* Written instruction:
Gather every line of the material below that contains the string "chain", treating uppercase and lowercase letters as distinct.

[Annotation data for object locations]
···

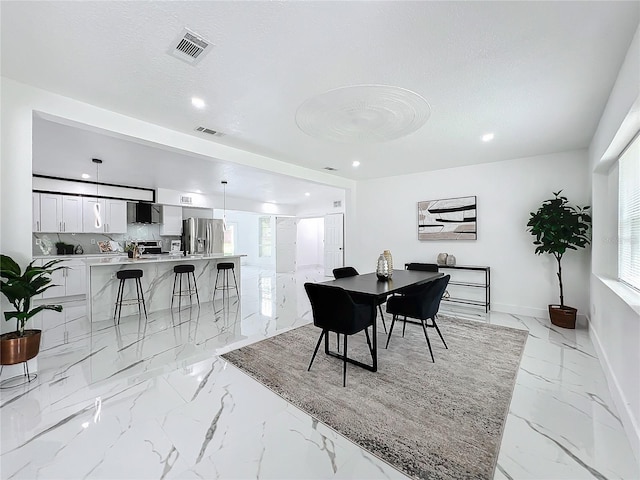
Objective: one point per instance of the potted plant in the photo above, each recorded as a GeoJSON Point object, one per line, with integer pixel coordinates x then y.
{"type": "Point", "coordinates": [60, 248]}
{"type": "Point", "coordinates": [559, 226]}
{"type": "Point", "coordinates": [130, 249]}
{"type": "Point", "coordinates": [20, 288]}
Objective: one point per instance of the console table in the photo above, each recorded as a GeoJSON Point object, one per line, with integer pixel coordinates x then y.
{"type": "Point", "coordinates": [482, 284]}
{"type": "Point", "coordinates": [479, 277]}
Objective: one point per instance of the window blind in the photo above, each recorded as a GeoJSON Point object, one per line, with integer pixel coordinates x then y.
{"type": "Point", "coordinates": [629, 215]}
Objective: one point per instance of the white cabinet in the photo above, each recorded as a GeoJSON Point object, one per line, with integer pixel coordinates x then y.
{"type": "Point", "coordinates": [113, 212]}
{"type": "Point", "coordinates": [56, 213]}
{"type": "Point", "coordinates": [69, 281]}
{"type": "Point", "coordinates": [35, 211]}
{"type": "Point", "coordinates": [171, 220]}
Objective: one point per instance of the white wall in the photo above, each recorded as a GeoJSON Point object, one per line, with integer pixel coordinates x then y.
{"type": "Point", "coordinates": [310, 242]}
{"type": "Point", "coordinates": [507, 191]}
{"type": "Point", "coordinates": [614, 322]}
{"type": "Point", "coordinates": [247, 235]}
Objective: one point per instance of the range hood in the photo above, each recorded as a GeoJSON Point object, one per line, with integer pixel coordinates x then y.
{"type": "Point", "coordinates": [143, 212]}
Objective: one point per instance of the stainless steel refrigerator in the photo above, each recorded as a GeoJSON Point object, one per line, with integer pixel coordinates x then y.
{"type": "Point", "coordinates": [202, 236]}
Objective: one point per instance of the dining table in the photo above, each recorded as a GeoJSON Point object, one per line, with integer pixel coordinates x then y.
{"type": "Point", "coordinates": [369, 286]}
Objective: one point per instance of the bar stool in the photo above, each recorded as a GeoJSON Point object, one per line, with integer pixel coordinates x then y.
{"type": "Point", "coordinates": [179, 270]}
{"type": "Point", "coordinates": [225, 267]}
{"type": "Point", "coordinates": [124, 275]}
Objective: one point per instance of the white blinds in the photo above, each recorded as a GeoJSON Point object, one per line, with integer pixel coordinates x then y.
{"type": "Point", "coordinates": [629, 215]}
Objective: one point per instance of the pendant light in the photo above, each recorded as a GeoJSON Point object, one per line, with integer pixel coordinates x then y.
{"type": "Point", "coordinates": [224, 214]}
{"type": "Point", "coordinates": [96, 206]}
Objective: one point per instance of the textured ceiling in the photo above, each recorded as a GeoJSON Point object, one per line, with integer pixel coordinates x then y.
{"type": "Point", "coordinates": [537, 74]}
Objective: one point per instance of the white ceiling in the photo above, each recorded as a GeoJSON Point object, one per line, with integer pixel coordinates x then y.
{"type": "Point", "coordinates": [67, 151]}
{"type": "Point", "coordinates": [537, 74]}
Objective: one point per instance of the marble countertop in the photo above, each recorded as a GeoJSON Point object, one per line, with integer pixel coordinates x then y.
{"type": "Point", "coordinates": [123, 260]}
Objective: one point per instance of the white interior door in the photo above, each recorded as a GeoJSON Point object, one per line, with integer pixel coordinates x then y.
{"type": "Point", "coordinates": [286, 233]}
{"type": "Point", "coordinates": [333, 242]}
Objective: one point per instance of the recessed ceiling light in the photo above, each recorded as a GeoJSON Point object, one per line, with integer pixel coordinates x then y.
{"type": "Point", "coordinates": [197, 102]}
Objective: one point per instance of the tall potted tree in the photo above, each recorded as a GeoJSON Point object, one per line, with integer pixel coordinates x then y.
{"type": "Point", "coordinates": [557, 227]}
{"type": "Point", "coordinates": [20, 288]}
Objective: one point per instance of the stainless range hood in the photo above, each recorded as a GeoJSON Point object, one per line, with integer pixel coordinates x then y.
{"type": "Point", "coordinates": [143, 212]}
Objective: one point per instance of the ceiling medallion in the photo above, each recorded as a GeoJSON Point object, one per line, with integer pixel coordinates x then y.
{"type": "Point", "coordinates": [363, 114]}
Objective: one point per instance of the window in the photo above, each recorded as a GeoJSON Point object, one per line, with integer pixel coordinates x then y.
{"type": "Point", "coordinates": [629, 215]}
{"type": "Point", "coordinates": [264, 227]}
{"type": "Point", "coordinates": [229, 239]}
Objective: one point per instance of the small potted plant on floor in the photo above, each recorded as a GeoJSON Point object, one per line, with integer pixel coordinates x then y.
{"type": "Point", "coordinates": [20, 288]}
{"type": "Point", "coordinates": [558, 227]}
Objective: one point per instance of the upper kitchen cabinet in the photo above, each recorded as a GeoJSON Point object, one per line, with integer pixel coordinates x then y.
{"type": "Point", "coordinates": [35, 211]}
{"type": "Point", "coordinates": [57, 213]}
{"type": "Point", "coordinates": [171, 220]}
{"type": "Point", "coordinates": [114, 216]}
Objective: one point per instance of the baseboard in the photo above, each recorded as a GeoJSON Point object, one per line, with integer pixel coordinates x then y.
{"type": "Point", "coordinates": [532, 312]}
{"type": "Point", "coordinates": [628, 421]}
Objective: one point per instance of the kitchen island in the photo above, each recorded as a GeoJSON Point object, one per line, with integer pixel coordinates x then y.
{"type": "Point", "coordinates": [157, 281]}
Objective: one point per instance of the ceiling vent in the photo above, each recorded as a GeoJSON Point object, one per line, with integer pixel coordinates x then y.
{"type": "Point", "coordinates": [209, 131]}
{"type": "Point", "coordinates": [189, 47]}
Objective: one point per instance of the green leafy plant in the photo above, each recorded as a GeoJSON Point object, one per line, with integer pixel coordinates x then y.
{"type": "Point", "coordinates": [559, 226]}
{"type": "Point", "coordinates": [20, 288]}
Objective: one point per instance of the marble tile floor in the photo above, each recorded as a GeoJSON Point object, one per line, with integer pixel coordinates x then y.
{"type": "Point", "coordinates": [154, 400]}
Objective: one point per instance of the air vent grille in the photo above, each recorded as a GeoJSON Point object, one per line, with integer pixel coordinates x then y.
{"type": "Point", "coordinates": [209, 131]}
{"type": "Point", "coordinates": [190, 47]}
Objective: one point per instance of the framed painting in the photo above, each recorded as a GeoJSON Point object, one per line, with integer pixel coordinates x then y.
{"type": "Point", "coordinates": [447, 219]}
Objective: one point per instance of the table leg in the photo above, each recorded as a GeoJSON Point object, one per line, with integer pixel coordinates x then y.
{"type": "Point", "coordinates": [374, 305]}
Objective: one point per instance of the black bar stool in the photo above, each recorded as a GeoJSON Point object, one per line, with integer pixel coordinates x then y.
{"type": "Point", "coordinates": [123, 275]}
{"type": "Point", "coordinates": [178, 271]}
{"type": "Point", "coordinates": [225, 267]}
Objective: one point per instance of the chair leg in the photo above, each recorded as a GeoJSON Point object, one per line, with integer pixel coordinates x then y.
{"type": "Point", "coordinates": [118, 298]}
{"type": "Point", "coordinates": [173, 290]}
{"type": "Point", "coordinates": [344, 368]}
{"type": "Point", "coordinates": [366, 332]}
{"type": "Point", "coordinates": [424, 327]}
{"type": "Point", "coordinates": [438, 330]}
{"type": "Point", "coordinates": [316, 350]}
{"type": "Point", "coordinates": [195, 285]}
{"type": "Point", "coordinates": [382, 317]}
{"type": "Point", "coordinates": [215, 287]}
{"type": "Point", "coordinates": [235, 282]}
{"type": "Point", "coordinates": [144, 305]}
{"type": "Point", "coordinates": [393, 321]}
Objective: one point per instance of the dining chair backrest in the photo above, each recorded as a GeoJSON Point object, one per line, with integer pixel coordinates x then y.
{"type": "Point", "coordinates": [334, 310]}
{"type": "Point", "coordinates": [423, 267]}
{"type": "Point", "coordinates": [344, 272]}
{"type": "Point", "coordinates": [422, 302]}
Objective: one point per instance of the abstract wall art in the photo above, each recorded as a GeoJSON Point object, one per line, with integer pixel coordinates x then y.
{"type": "Point", "coordinates": [447, 219]}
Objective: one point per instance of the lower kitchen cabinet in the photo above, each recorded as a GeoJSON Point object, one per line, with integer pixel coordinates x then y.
{"type": "Point", "coordinates": [69, 281]}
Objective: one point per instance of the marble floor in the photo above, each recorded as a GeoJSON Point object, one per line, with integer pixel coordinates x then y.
{"type": "Point", "coordinates": [155, 400]}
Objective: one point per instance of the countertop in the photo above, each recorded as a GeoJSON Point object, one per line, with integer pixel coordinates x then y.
{"type": "Point", "coordinates": [124, 260]}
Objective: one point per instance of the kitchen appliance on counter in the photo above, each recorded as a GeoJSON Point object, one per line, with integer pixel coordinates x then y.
{"type": "Point", "coordinates": [150, 247]}
{"type": "Point", "coordinates": [202, 236]}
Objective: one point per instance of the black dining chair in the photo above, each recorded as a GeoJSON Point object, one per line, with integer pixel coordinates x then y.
{"type": "Point", "coordinates": [344, 272]}
{"type": "Point", "coordinates": [335, 311]}
{"type": "Point", "coordinates": [422, 304]}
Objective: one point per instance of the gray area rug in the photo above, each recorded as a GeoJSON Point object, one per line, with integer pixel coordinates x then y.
{"type": "Point", "coordinates": [436, 421]}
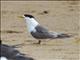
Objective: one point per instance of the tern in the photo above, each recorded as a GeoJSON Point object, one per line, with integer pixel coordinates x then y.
{"type": "Point", "coordinates": [38, 31]}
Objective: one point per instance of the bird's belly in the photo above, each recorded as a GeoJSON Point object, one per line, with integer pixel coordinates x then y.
{"type": "Point", "coordinates": [39, 35]}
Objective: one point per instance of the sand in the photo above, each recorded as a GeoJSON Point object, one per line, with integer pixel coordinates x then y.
{"type": "Point", "coordinates": [61, 16]}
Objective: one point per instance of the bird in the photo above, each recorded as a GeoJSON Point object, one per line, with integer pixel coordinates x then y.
{"type": "Point", "coordinates": [38, 31]}
{"type": "Point", "coordinates": [9, 53]}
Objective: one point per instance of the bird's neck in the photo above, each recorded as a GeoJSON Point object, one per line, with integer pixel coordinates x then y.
{"type": "Point", "coordinates": [31, 24]}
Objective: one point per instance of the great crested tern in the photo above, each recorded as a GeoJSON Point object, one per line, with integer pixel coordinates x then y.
{"type": "Point", "coordinates": [38, 31]}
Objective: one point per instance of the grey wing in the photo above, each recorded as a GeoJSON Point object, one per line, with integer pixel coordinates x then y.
{"type": "Point", "coordinates": [42, 32]}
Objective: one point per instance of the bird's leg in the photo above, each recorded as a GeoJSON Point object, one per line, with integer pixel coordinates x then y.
{"type": "Point", "coordinates": [39, 42]}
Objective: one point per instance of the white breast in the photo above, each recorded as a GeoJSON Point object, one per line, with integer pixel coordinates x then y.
{"type": "Point", "coordinates": [3, 58]}
{"type": "Point", "coordinates": [31, 24]}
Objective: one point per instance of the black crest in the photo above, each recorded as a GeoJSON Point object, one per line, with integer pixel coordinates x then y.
{"type": "Point", "coordinates": [27, 15]}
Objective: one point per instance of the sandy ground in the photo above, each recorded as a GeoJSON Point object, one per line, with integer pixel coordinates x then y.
{"type": "Point", "coordinates": [60, 17]}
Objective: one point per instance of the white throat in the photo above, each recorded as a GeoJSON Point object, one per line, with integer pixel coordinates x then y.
{"type": "Point", "coordinates": [31, 24]}
{"type": "Point", "coordinates": [3, 58]}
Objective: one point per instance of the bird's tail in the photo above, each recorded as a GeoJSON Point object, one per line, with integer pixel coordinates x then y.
{"type": "Point", "coordinates": [60, 35]}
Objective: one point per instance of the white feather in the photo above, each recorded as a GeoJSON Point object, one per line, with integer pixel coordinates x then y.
{"type": "Point", "coordinates": [31, 24]}
{"type": "Point", "coordinates": [3, 58]}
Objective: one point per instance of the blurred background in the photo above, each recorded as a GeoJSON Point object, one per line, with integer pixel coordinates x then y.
{"type": "Point", "coordinates": [59, 16]}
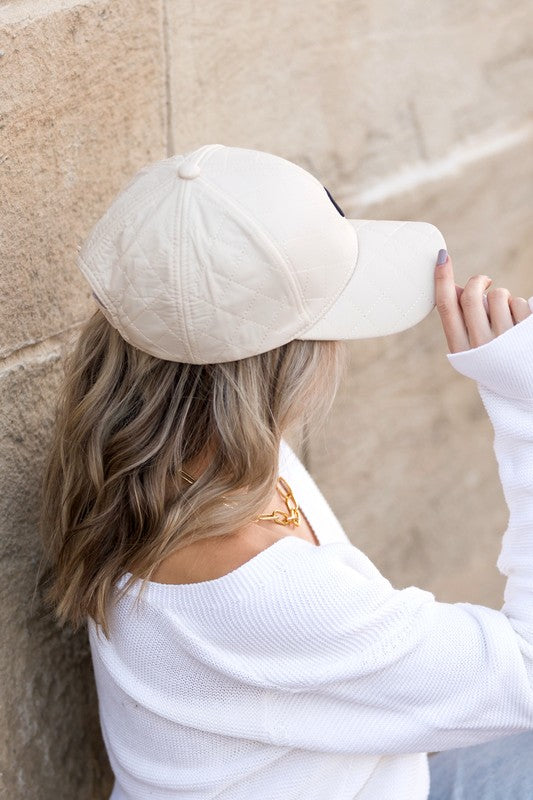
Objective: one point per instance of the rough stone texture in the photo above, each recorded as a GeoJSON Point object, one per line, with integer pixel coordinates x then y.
{"type": "Point", "coordinates": [82, 107]}
{"type": "Point", "coordinates": [405, 111]}
{"type": "Point", "coordinates": [50, 745]}
{"type": "Point", "coordinates": [352, 90]}
{"type": "Point", "coordinates": [406, 459]}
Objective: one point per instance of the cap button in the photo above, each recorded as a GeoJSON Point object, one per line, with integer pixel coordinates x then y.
{"type": "Point", "coordinates": [188, 171]}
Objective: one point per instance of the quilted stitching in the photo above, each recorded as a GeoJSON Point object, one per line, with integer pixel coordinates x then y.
{"type": "Point", "coordinates": [221, 331]}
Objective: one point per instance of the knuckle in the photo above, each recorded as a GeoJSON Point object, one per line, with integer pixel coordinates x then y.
{"type": "Point", "coordinates": [445, 307]}
{"type": "Point", "coordinates": [468, 299]}
{"type": "Point", "coordinates": [475, 279]}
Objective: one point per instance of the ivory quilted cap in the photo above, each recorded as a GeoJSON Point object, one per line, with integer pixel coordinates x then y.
{"type": "Point", "coordinates": [225, 252]}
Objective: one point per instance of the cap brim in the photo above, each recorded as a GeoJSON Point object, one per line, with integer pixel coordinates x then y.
{"type": "Point", "coordinates": [392, 286]}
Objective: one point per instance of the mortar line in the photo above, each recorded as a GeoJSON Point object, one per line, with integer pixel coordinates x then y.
{"type": "Point", "coordinates": [420, 173]}
{"type": "Point", "coordinates": [39, 352]}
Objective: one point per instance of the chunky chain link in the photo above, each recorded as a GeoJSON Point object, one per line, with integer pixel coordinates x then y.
{"type": "Point", "coordinates": [292, 515]}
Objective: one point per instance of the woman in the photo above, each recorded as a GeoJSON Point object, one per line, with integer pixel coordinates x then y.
{"type": "Point", "coordinates": [242, 646]}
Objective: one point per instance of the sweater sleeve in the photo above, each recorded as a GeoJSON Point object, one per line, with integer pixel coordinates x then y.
{"type": "Point", "coordinates": [358, 666]}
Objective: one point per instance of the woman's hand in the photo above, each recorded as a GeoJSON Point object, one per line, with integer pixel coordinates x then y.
{"type": "Point", "coordinates": [468, 315]}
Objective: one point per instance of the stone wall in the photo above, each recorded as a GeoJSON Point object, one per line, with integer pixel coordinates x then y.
{"type": "Point", "coordinates": [410, 110]}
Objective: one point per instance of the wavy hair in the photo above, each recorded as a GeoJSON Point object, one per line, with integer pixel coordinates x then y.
{"type": "Point", "coordinates": [126, 423]}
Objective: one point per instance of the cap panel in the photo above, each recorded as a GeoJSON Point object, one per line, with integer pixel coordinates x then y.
{"type": "Point", "coordinates": [392, 287]}
{"type": "Point", "coordinates": [239, 299]}
{"type": "Point", "coordinates": [293, 209]}
{"type": "Point", "coordinates": [128, 258]}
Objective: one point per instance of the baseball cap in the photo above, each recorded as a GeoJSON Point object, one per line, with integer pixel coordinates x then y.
{"type": "Point", "coordinates": [224, 252]}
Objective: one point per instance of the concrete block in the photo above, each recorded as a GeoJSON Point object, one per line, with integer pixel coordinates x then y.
{"type": "Point", "coordinates": [82, 107]}
{"type": "Point", "coordinates": [406, 458]}
{"type": "Point", "coordinates": [352, 91]}
{"type": "Point", "coordinates": [50, 740]}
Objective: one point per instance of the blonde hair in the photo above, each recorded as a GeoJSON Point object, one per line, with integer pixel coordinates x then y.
{"type": "Point", "coordinates": [126, 423]}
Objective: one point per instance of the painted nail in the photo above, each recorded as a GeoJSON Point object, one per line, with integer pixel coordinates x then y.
{"type": "Point", "coordinates": [442, 257]}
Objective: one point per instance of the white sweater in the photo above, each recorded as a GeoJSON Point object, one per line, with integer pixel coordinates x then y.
{"type": "Point", "coordinates": [304, 673]}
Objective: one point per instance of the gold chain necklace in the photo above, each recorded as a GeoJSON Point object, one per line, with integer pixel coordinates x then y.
{"type": "Point", "coordinates": [289, 517]}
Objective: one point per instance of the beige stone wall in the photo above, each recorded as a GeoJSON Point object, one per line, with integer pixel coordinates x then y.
{"type": "Point", "coordinates": [405, 111]}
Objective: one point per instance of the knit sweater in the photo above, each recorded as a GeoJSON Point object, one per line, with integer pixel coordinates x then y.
{"type": "Point", "coordinates": [304, 673]}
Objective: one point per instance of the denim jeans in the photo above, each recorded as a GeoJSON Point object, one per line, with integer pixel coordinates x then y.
{"type": "Point", "coordinates": [501, 769]}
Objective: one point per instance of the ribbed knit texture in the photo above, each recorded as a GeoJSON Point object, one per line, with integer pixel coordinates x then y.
{"type": "Point", "coordinates": [304, 674]}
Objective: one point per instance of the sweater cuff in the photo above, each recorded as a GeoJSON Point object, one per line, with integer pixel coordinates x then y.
{"type": "Point", "coordinates": [505, 364]}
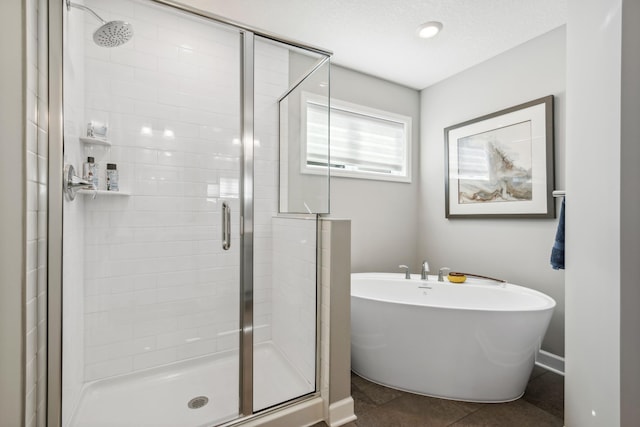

···

* Output:
Objective: one point per instance of the chunky chain link in the photo above, each recorded as a GeoJSON Point object, one per line, with integer pixel coordinates x then y.
Objective: one point per instance of the gold chain necklace in the photo above, each recorded as a GeoJSON Point object, one per line, with integer pixel coordinates x then y.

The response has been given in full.